▸ **Text**
▼

Saturday, August 11, 2012

Carrot-Zucchini Bread with Candied Ginger

Here we are, back in the Pacific Northwest where the nights are blissfully cool and the days sweet and bright (for now at least). After more than a month in the food desert that is the little corner of upstate New York where we have been spending our summer vacations since forever, I was eager to bite into vegetables which didn't look as if they had sprouted, plastic-clad, on a supermarket shelf, in other words, I couldn't wait to go back to our little CSA.
I knew it was too early for tomatoes in our neck of the woods, so I wasn't expecting any (I wasn't disappointed!). I also knew zucchini season was on and I was ready with some recipes but  I wasn't prepared for our basket to be almost completely taken over by the green and yellow stuff!
What you see on the picture above is just a sample of the crop. We had way more than that and I knew I had to go beyond sautéed garlic zucchini, zucchini risotto or courgettes farcies (stuffed zucchini). I needed to make something we could freeze and enjoy later, maybe when summer would be but a memory.
It so happened I had just put away a little bag of candied ginger I had bought in Vermont on my way back from Gérard Rubaud's bakery (I have noticed that ginger helps me stay alert when I have to drive long-distance, maybe because it is so spicy) and I had been wondering what to use it for now that I was back home. 
So when I saw a recipe for a bread using zucchini, carrots and candied ginger in Janet Fletcher's beautifully photographed book, Eating Local, The Cookbook Inspired by American Farmers, I knew I had found what I was looking for.
I adapted the recipe a bit: I replaced all of the all-purpose flour by white whole wheat flour and all of the canola oil (which I didn't have) by extra-light olive oil; I more than halved the sugar (using 150 g instead of a whooping 390 g!) and I didn't use any cinnamon (which I don't much care for). It came out so tasty that even my eleven-month old granddaughter (already a miniature foodie) loved it (despite the heat of the ginger). Try it if you are swimming in zucchini. You won't regret it... 

Ingredients: (for two quick breads)
  • 400 g freshly-milled white whole wheat flour (I had white wheat berries I needed to use but store-bought flour would work just fine)
  • 3 g ground ginger 
  • 5 g baking soda (1.5 tsp)
  • 1 (scant) g baking powder (1/4 tsp)

▲

▸ **What you need to do**
1) Please write out the carrot-zucchini bread post from "Here we are, back" up to and including "our little CSA.".
2) In the carrot-zucchini bread post, how much sugar did the writer use in place of the 390 g the recipe called for?

Dataset rows showing where objects appear
▼

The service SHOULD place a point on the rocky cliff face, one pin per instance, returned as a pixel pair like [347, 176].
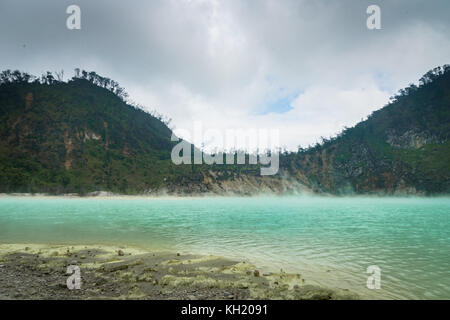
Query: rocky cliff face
[78, 137]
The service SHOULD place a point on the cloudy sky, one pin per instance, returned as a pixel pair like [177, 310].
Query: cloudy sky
[304, 68]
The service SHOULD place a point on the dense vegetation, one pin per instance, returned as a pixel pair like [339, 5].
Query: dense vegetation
[84, 135]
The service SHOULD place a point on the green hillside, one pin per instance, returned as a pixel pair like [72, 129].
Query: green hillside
[81, 136]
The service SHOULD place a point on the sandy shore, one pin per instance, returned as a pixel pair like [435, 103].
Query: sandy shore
[35, 271]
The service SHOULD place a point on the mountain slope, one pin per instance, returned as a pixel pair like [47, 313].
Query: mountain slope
[78, 137]
[81, 136]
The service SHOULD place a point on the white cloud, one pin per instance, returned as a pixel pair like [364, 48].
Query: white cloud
[224, 62]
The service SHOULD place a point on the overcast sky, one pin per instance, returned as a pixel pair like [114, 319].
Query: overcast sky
[305, 68]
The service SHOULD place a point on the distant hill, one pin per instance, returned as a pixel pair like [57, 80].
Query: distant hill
[82, 136]
[403, 147]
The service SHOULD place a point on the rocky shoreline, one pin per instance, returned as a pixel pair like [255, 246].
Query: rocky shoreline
[39, 271]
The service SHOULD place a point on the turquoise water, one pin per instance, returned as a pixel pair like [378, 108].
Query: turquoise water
[330, 241]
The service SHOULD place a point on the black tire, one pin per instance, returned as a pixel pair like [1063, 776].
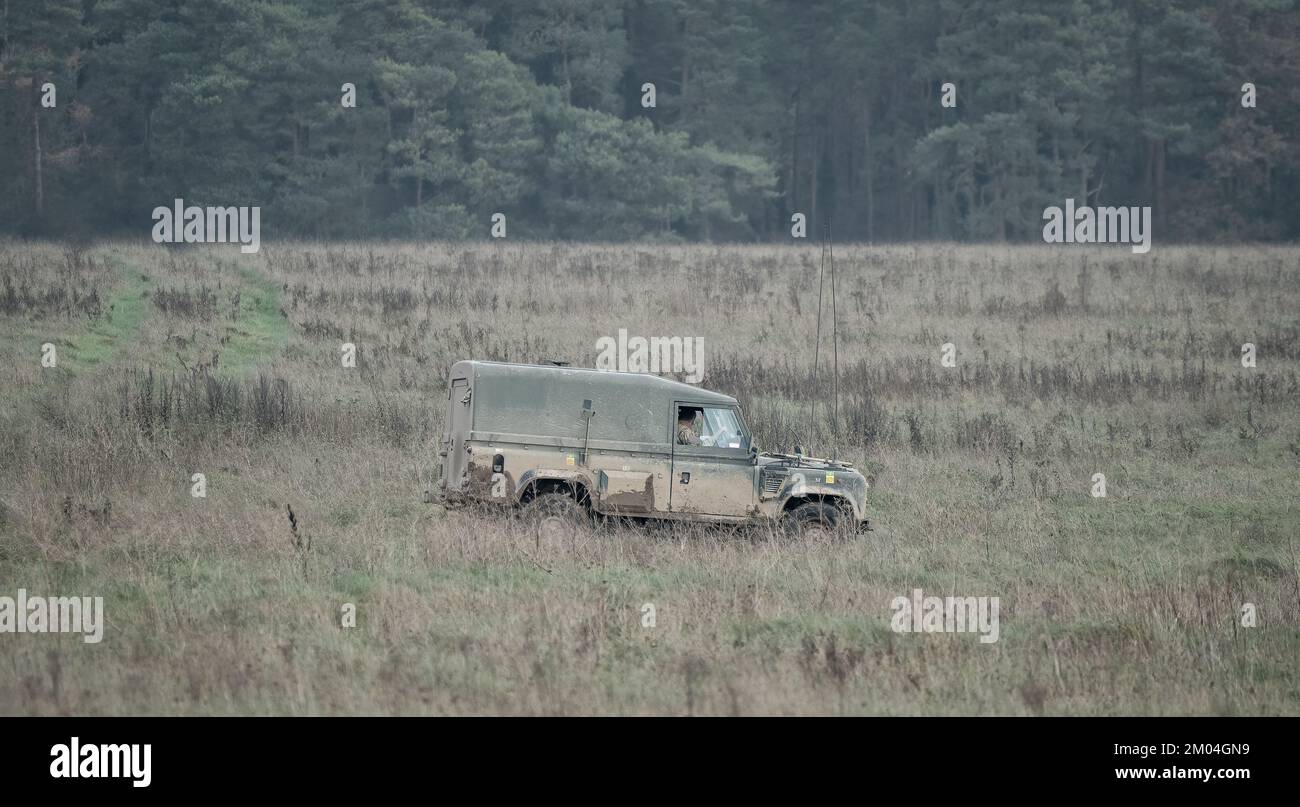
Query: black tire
[554, 520]
[818, 521]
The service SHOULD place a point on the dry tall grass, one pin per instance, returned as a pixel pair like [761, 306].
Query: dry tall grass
[1070, 363]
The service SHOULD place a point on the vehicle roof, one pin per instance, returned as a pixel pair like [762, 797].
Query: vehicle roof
[666, 386]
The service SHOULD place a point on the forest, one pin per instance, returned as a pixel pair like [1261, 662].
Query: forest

▲

▸ **Answers in order**
1)
Here we are, back in the Pacific Northwest where the nights are blissfully cool and the days sweet and bright (for now at least). After more than a month in the food desert that is the little corner of upstate New York where we have been spending our summer vacations since forever, I was eager to bite into vegetables which didn't look as if they had sprouted, plastic-clad, on a supermarket shelf, in other words, I couldn't wait to go back to our little CSA.

2) 150 g